• **PROBLEM SET**
1. From the mailing-list post, copy the part that opens with the words containing "Re: kernel support" and closes with "see some problems...".
2. List every person named in the mailing-list post.
3. Pick up the mailing-list post about kernel messages where it stops and keep writing.

── DOCUMENT

Re: kernel support for non-English user messages

Matti Aarnio (matti.aarnio@zmailer.org)
Fri, 11 Apr 2003 21:10:39 +0300


On Fri, Apr 11, 2003 at 12:57:28PM -0400, Chuck Ebbert wrote:
> Alan Cox wrote:
...
> I still see some problems...
> For one, there are 131 instances of:
> printk("%s\n", blurb);
>
> in various forms in 2.5.66. Besides possible ritual immolation of
> those responsible for such things, something would have to be done
> about them.

Think again. In case the "blurp" COULD have "%" in them...

> Another problem is the one of getting that text onto the console
> in readable form. The only thing I can think of is have a two-stage
> process where printk puts the data into the log buffer as
> zero-terminated strings and then the console write routines format
> it for display. They'd probably need their own buffers to do that.

Many of kernel's terse messages do need small encyclopedic articles
to explain them. Present gobble-de-gook can not be made clear by
merely supplying l10n translations of them to other gobble-de-gook.

Having ANCIENT STYLE numeric message code references will help users
to find definitive explanations of them. "My machine said:
'1-00234-0627 eth0 link down' and then it said: '1-00234-0626 eth0 link up'"

────
── SUPPLIED ENTRIES

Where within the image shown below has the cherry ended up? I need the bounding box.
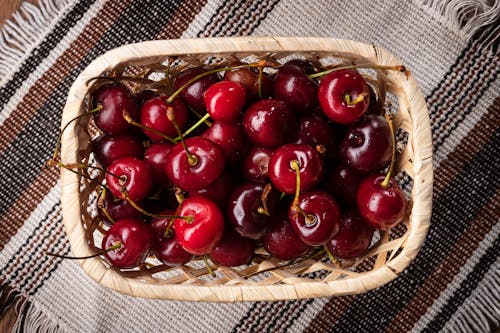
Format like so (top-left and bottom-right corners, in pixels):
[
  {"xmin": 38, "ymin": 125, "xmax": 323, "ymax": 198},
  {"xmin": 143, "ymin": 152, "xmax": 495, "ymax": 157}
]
[
  {"xmin": 203, "ymin": 81, "xmax": 247, "ymax": 122},
  {"xmin": 174, "ymin": 196, "xmax": 224, "ymax": 255},
  {"xmin": 106, "ymin": 157, "xmax": 153, "ymax": 202},
  {"xmin": 318, "ymin": 69, "xmax": 370, "ymax": 124},
  {"xmin": 326, "ymin": 210, "xmax": 374, "ymax": 259},
  {"xmin": 269, "ymin": 144, "xmax": 324, "ymax": 194},
  {"xmin": 97, "ymin": 191, "xmax": 142, "ymax": 226},
  {"xmin": 144, "ymin": 142, "xmax": 174, "ymax": 187},
  {"xmin": 274, "ymin": 60, "xmax": 318, "ymax": 114},
  {"xmin": 243, "ymin": 99, "xmax": 297, "ymax": 148},
  {"xmin": 356, "ymin": 174, "xmax": 407, "ymax": 230},
  {"xmin": 102, "ymin": 219, "xmax": 153, "ymax": 268},
  {"xmin": 91, "ymin": 83, "xmax": 139, "ymax": 134},
  {"xmin": 165, "ymin": 136, "xmax": 225, "ymax": 191},
  {"xmin": 141, "ymin": 97, "xmax": 188, "ymax": 142},
  {"xmin": 202, "ymin": 120, "xmax": 248, "ymax": 165},
  {"xmin": 210, "ymin": 227, "xmax": 255, "ymax": 267},
  {"xmin": 242, "ymin": 146, "xmax": 273, "ymax": 183},
  {"xmin": 226, "ymin": 183, "xmax": 279, "ymax": 239},
  {"xmin": 326, "ymin": 165, "xmax": 363, "ymax": 208},
  {"xmin": 174, "ymin": 67, "xmax": 219, "ymax": 112},
  {"xmin": 339, "ymin": 115, "xmax": 393, "ymax": 174},
  {"xmin": 92, "ymin": 133, "xmax": 144, "ymax": 168},
  {"xmin": 262, "ymin": 209, "xmax": 309, "ymax": 260}
]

────

• **SOLVED TASKS**
1.
Re: kernel support for non-English user messages

Matti Aarnio (matti.aarnio@zmailer.org)
Fri, 11 Apr 2003 21:10:39 +0300


On Fri, Apr 11, 2003 at 12:57:28PM -0400, Chuck Ebbert wrote:
> Alan Cox wrote:
...
> I still see some problems...

2. Matti Aarnio, Chuck Ebbert, Alan Cox

3.
(Where initial digit is severity qualifier, then subsystem id, and
finally codepoint within subsystem. All within 32-bit integer.)
(And probably base64-ish presentation in dmesg buffer, not base10..)

Some tool can produce HTML hyperlinked presentation of the messages
with colour coding telling message classifications as text line backgrounds:
green: info/chatty, can ignore
blue: something notable happened (like linkstate jumps)
yellow: something possibly serious
red: something definitely serious

at the same time the tool can produce hyperlinks with user's language
preferences (picked from environment/desktop parameters), and point
all that to some site with e.g. a twiki to accumulate documentation.
Vendors could also pull database snapshots into those tools.

That message-code style was introduced, when machines had very little
memory, but style being in use from the dawn of computing is not
a good reason to shun it. It really has benefits.

> > %s: went up in flames\n\0eth0\0\0
>
> Is that "\n" an actual ASCII newline or the printk escape sequence?

The backslash is not "printk escape". It is C-string compilation
notation.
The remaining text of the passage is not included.